Summary:ASTERISK-29882: Occasional segfaults in production
Reporter:Duncan (duncanvxt)Labels:patch
Date Opened:2022-01-26 16:40:23.000-0600Date Closed:
Versions:18.8.0 Frequency of
Environment:Debian Stretch in DockerAttachments:( 0) asterisk-chan-save.patch
( 1) coreFile-thread1.txt
( 2) Screenshot_from_2021-12-20_09-09-29.png
( 3) slow-snoop.zip
Description:Hi team,

We are seeing Asterisk instances occasionally segfault in production. This happens in our voicemail handling stasis app, which includes playing media to the caller, and then recording the caller, managed through ARI. We don't know what the steps are to reproduce the issue as we have never reproduced it ourselves, but suspect it is probably some kind of race condition.

I have attached coreFile-thread1.txt from the core dump. We have all the other core dump *.txt files but would prefer not to post these publicly in case they could contain any sensitive data. I would be happy to provide these directly to a maintainer via email. We’re happy to assist debugging this issue if at all possible, and have some C experience but no experience working on Asterisk. Please get in touch if we can do anything to help troubleshoot further.

**Collected material**
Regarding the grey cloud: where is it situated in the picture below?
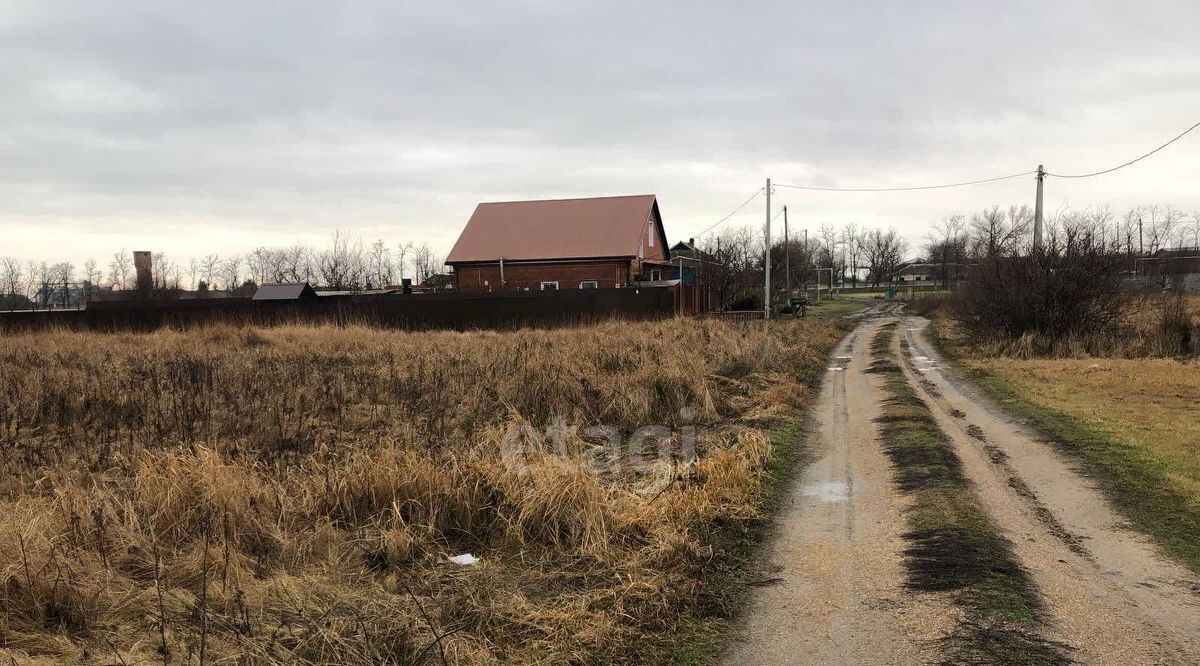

**Directives**
• a. List each attachment file named in the Asterisk bug report.
• b. Please reproduce the Asterisk bug report between "We are seeing" and "of race condition.", inclusive.

**Task answers**
• a.
asterisk-chan-save.patch
coreFile-thread1.txt
Screenshot_from_2021-12-20_09-09-29.png
slow-snoop.zip

• b.
We are seeing Asterisk instances occasionally segfault in production. This happens in our voicemail handling stasis app, which includes playing media to the caller, and then recording the caller, managed through ARI. We don't know what the steps are to reproduce the issue as we have never reproduced it ourselves, but suspect it is probably some kind of race condition.